ASSIGNED TASK 1.
Which people are named in the passage on U.S. reactions to Fidel Castro's illness? List every one.
ASSIGNED TASK 2.
In the passage on U.S. reactions to Fidel Castro's illness, which radio station did President Bush speak to on July 31?

SELECTED PASSAGE.
_ _ _ _ _
On July 31, just hours prior to the announcement of Castro's condition, U.S. President George W. Bush told WAQI-AM, a Spanish-language radio station in Miami, "If Fidel Castro were to move on because of natural causes, we've got a plan in place to help the people of Cuba understand there's a better way than the system in which they've been living under. No one knows when Fidel Castro will move on. In my judgment, that's the work of the Almighty." On August 2, Senator Robert Bennett (R-Utah) said President Bush told him the administration was surprised by the announcement of Castro's illness, "The president's comment was that everybody was caught by surprise, and we'll have to wait and see what U.S. action is necessary. I think all of us can say we had no idea this was coming."

Senators met in Washington, D.C. to discuss "A Democratic Cuba After Castro", as many senators argued that the United States should have a plan in case the United States would need to offer any help to Cuba during a transfer of duties.

Cuban-American Senator Mel Martinez stated that he and many other Cuban-Americans regard Raúl Castro as a temporary figure and not someone capable of leading Cuba into the future.

There were celebrations among the large Cuban-American population of Miami, Florida, Jersey City, New Jersey, and several other smaller Cuban communities in the US opposed to Castro's regime.
_ _ _ _ _
Stored data entries:
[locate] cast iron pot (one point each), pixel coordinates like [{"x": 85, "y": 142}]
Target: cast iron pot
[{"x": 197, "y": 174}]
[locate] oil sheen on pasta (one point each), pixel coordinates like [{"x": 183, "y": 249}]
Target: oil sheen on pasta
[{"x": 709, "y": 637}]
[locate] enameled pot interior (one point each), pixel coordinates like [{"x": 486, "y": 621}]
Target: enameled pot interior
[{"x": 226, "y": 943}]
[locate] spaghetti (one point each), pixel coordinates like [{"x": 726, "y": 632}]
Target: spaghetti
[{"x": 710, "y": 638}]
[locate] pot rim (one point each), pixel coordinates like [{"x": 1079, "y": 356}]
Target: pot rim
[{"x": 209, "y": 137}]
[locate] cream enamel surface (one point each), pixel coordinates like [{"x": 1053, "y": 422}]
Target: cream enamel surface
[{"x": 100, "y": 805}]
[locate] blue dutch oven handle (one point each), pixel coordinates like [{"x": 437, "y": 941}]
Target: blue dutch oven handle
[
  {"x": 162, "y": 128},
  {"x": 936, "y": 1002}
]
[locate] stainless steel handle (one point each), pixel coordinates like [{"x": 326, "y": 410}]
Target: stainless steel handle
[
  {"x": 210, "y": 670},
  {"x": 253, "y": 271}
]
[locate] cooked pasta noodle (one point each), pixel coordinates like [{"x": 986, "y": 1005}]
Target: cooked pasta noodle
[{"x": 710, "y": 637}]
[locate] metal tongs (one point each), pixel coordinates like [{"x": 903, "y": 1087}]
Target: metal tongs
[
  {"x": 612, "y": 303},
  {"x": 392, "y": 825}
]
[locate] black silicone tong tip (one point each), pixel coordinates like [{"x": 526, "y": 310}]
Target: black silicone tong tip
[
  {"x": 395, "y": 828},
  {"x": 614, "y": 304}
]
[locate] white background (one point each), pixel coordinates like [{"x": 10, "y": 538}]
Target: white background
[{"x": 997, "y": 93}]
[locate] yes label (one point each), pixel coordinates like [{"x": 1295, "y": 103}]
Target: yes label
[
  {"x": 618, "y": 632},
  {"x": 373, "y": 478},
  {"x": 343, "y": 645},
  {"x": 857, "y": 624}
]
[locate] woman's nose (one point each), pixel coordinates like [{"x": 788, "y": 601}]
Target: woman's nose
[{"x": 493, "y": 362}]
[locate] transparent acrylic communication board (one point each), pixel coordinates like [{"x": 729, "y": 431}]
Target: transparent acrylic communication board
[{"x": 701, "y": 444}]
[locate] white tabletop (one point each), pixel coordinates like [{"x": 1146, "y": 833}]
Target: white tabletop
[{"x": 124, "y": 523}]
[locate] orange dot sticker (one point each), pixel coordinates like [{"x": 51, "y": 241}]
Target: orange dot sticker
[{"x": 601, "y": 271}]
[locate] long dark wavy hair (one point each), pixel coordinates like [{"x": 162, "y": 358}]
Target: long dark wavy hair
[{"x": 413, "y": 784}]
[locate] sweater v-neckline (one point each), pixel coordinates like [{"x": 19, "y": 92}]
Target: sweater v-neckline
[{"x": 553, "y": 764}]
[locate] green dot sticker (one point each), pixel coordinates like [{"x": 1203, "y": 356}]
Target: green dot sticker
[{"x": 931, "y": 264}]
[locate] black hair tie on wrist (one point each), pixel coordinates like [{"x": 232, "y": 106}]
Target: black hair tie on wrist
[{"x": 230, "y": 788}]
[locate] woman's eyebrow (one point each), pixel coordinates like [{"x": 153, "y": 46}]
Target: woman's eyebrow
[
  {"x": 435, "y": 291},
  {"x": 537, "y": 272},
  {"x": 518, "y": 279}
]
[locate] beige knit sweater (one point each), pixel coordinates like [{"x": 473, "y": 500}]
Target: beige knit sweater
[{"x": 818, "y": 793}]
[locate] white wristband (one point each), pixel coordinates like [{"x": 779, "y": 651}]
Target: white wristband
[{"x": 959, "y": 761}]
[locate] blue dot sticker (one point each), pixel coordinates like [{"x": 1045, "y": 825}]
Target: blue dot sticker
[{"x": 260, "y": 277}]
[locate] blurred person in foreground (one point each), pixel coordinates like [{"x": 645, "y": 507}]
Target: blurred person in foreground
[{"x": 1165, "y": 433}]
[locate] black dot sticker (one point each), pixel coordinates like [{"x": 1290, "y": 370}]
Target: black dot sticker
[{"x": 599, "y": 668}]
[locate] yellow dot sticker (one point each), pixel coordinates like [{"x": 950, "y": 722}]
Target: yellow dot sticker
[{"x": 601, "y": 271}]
_ _ _ _ _
EXERCISE SOLUTION 1.
George W. Bush, Fidel Castro, Robert Bennett, Mel Martinez, Raúl Castro

EXERCISE SOLUTION 2.
WAQI-AM, a Spanish-language radio station in Miami.